Copy out all of the lines below exactly; the pictures do not belong in the copy.
******************************
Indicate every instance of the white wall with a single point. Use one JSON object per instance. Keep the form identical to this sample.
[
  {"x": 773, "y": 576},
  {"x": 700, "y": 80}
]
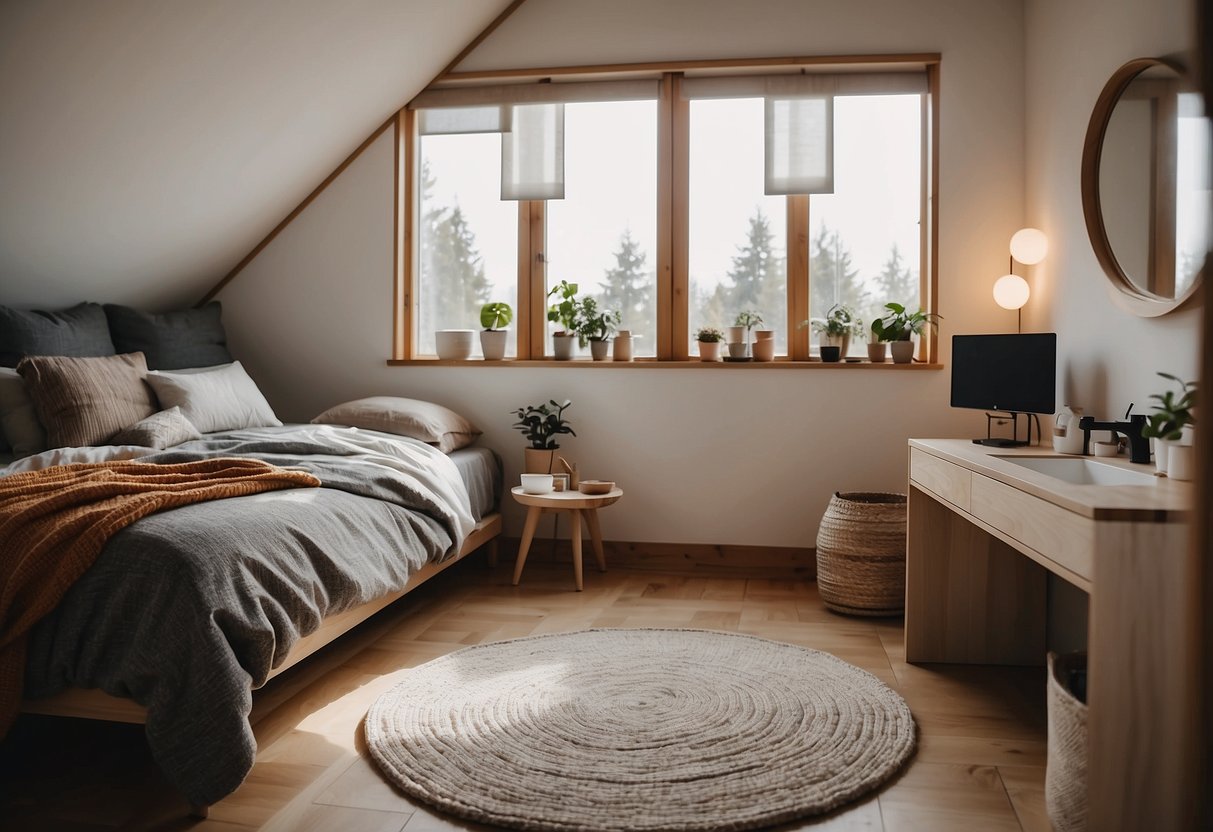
******************************
Task response:
Indicate every instance of the white wall with a single point. Use one JSON object per instance. Keep the form identical to this sample.
[
  {"x": 773, "y": 576},
  {"x": 700, "y": 80}
]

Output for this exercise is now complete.